Task directions:
Reproduce the records below verbatim, line for line, with no changes.
------ Listed records ------
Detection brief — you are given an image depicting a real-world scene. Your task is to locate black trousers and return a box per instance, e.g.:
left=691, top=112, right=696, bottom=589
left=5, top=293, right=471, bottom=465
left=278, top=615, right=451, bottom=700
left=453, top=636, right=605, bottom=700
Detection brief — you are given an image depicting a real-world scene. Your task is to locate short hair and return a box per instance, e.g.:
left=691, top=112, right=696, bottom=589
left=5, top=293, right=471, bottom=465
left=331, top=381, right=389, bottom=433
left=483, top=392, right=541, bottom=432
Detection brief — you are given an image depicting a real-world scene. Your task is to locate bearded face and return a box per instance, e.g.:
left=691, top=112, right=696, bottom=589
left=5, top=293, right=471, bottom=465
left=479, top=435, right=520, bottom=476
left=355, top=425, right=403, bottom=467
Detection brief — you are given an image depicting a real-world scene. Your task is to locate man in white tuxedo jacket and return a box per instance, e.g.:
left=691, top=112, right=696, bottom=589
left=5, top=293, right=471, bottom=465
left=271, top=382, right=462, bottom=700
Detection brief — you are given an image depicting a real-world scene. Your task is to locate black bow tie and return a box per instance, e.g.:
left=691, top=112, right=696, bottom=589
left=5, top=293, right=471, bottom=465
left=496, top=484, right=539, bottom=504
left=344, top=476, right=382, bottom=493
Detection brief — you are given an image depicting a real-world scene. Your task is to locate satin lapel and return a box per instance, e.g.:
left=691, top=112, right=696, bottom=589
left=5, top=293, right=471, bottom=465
------
Right answer:
Detection brief — you are given an image depicting a real-world scene. Your task is to locate black trousers and return a box per instance, e.g.:
left=691, top=112, right=696, bottom=589
left=5, top=293, right=471, bottom=465
left=278, top=615, right=451, bottom=700
left=453, top=636, right=605, bottom=700
Detection brief — you are given an image depicting a real-world scene. Your task is to locate short hair and return a box per instance, e.g.:
left=691, top=112, right=696, bottom=589
left=5, top=293, right=471, bottom=465
left=331, top=381, right=389, bottom=433
left=483, top=392, right=541, bottom=432
Detection brief — you are given an image depicting a real-world scene. Your task is to locate bearded face and return a box per instance, e.g.:
left=691, top=112, right=696, bottom=589
left=5, top=293, right=471, bottom=465
left=479, top=435, right=520, bottom=476
left=355, top=425, right=403, bottom=467
Detection brief — you are given an image depicting a real-world scene. Your task is to locate man in white tuxedo jacket and return a box per instance, e.g.:
left=691, top=112, right=696, bottom=589
left=5, top=293, right=471, bottom=465
left=271, top=382, right=462, bottom=700
Detection brief — you are given an image depicting a real-world scene. Your task is to locate black bow tie and return a box per instance, e.g.:
left=691, top=112, right=696, bottom=589
left=5, top=293, right=471, bottom=465
left=496, top=484, right=539, bottom=504
left=344, top=476, right=382, bottom=493
Detection brief — you are given an image depicting a real-world scene. Your task is to locate satin lapel and return a box per instance, e.g.:
left=691, top=112, right=696, bottom=589
left=5, top=293, right=471, bottom=465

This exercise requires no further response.